Information provided ::
━━━━━━━━

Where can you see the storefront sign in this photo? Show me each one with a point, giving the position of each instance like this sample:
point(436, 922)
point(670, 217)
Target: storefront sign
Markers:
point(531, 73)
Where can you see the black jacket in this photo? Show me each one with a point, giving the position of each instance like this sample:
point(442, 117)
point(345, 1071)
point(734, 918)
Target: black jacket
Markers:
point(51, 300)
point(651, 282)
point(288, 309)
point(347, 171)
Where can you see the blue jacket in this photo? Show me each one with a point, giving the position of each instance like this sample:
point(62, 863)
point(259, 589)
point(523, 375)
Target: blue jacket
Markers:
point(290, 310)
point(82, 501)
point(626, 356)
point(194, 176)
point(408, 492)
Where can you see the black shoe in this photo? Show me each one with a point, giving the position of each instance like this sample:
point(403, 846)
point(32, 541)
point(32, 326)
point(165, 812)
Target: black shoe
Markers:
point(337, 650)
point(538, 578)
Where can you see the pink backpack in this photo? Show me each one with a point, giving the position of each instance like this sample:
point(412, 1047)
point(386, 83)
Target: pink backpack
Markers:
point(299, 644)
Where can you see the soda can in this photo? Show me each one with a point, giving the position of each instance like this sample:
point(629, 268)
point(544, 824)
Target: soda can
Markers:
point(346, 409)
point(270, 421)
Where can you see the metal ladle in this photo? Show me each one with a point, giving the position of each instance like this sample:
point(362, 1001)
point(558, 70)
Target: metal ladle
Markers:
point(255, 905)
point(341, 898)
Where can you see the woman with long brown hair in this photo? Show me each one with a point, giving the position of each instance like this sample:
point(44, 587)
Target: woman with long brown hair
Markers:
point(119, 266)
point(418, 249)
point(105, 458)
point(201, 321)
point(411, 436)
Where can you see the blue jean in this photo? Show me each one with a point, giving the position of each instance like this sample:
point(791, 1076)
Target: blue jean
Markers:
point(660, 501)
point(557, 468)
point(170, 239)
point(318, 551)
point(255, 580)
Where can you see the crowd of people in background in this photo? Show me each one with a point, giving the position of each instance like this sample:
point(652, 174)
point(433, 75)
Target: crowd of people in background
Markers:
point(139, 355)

━━━━━━━━

Written problem :: Reproduce the listing from the line with "Where can you see the blue jacket" up to and including the line with "point(538, 578)", substituting "Label" for "Target" and leaving everything else unchanged.

Solution to this task ::
Where can you see the blue jacket in this photo? Show me each one with a point, giving the position of each instance like this sample:
point(62, 863)
point(259, 589)
point(523, 375)
Label: blue jacket
Markers:
point(290, 310)
point(82, 501)
point(626, 356)
point(194, 176)
point(408, 492)
Where can you see the black shoe in this photo? Show me each one with a point, giving the position of each instance like this sample:
point(403, 846)
point(32, 541)
point(32, 326)
point(165, 812)
Label: black shoe
Markers:
point(337, 650)
point(538, 578)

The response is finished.